* _TO DO_: According to the article below on deep learning for attack detection, which three gates control the flow of information in an LSTM?

***** ARTICLE *****

On the other hand, LSTMs have evolved from Recurrent Neural Networks (RNNs) to efficiently learn patterns in long sequences [8] (e.g. network data classification as normal traffic or an attack). They are effective in training on unstructured datasets such as the IoT ones. LSTMs are also a standard solution for malicious activity detection since they consider the time constrains of IoT devices. Moreover, the time flag and sequential features present in both datasets allow LSTM models to take into account past values and search for attack patterns, which is helpful for intrusion detection. Finally, as shown in Fig. 1, stage 4 is the attack detection. Both DL models, FFNN and LSTM, are used in the proposed framework for the attack detection in IoT environment (BoT-IoT dataset) and more global networks (NSL-KDD dataset).

3.3.1 FFNN

FFNN [24] is a widely used Artificial Neural Network (ANN) model, where information moves from the input to the output layer through the hidden layer, only in the forward direction. The number of neurons in the input and output layers are determined by the number of input and output variables, respectively, while in the hidden layer they are determined by a trial and error method. The three layers of the FFNN are fully connected because each neuron of one layer is connected to all the other neurons of the next layer. In real world problems, the network is established by a model that consists of many neurons.

Fig. 2
figure 2

FFNN model for attack detection (BoT-IoT dataset)

In cyber-attack detection, the output of the FFNN model determines whether there is an attack or not. Figure 2 shows the structure for the FFNN model applied to the attack detection in IoT environments using the BoT-IoT dataset.

3.3.2 LSTM

LSTMs [25] are a particular type of Recurrent Neural Networks (RNNs) used to gather information from multiple layers, contrary to FFNNs. RNN is the preferred model for training sequential data. This type of NN is an extension of a conventional FFNN with cyclic connections. RNNs are more powerful in modeling sequences, but they have gradient vanishing and exploding problems, which make them particularly hard to train. LSTMs overcomes these problems introducing the LSTM cell formed by a set of gates to control the information flow. LSTMs use the connections between hidden units to generate their output and model their weights. Three gates control the information flow: the input, the forget, and the output gates. The input gate determines the ratio of the input, which affects the calculation of the cell state. The output gate determines if the information from a previous train is gathered or discarded and passes the decision to the forget gate. Figure 3 depicts the structure for the LSTM model applied to attack detection in IoT environments using the BoT-IoT dataset. The structure is the same as in Fig. 2, but with an LSTM distribution.

Fig. 3
figure 3

LSTM model for attack detection (BoT-IoT dataset)

3.3.3 Overfitting Prevention

The use of DL techniques, specifically LSTM and FFNN models, has proven extremely accurate in the past years (i.e. \(97\%\)\(98\%\) of accuracy for the Bot-IoT dataset [14]). DAEs and AEs (a specific case of FFNN) have also performed well, with more than 95% accuracy for datasets with similar characteristics [5].

***** SOURCE MATERIAL *****

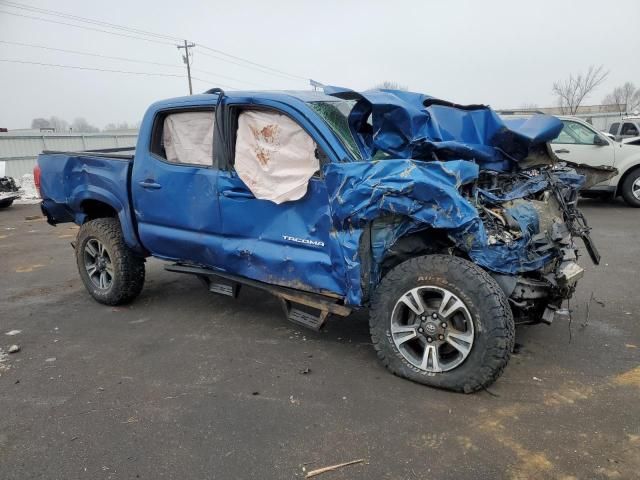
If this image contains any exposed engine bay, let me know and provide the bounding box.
[476,166,600,323]
[325,87,617,323]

*****

* _WORKED ANSWER_: The input, forget, and output gates.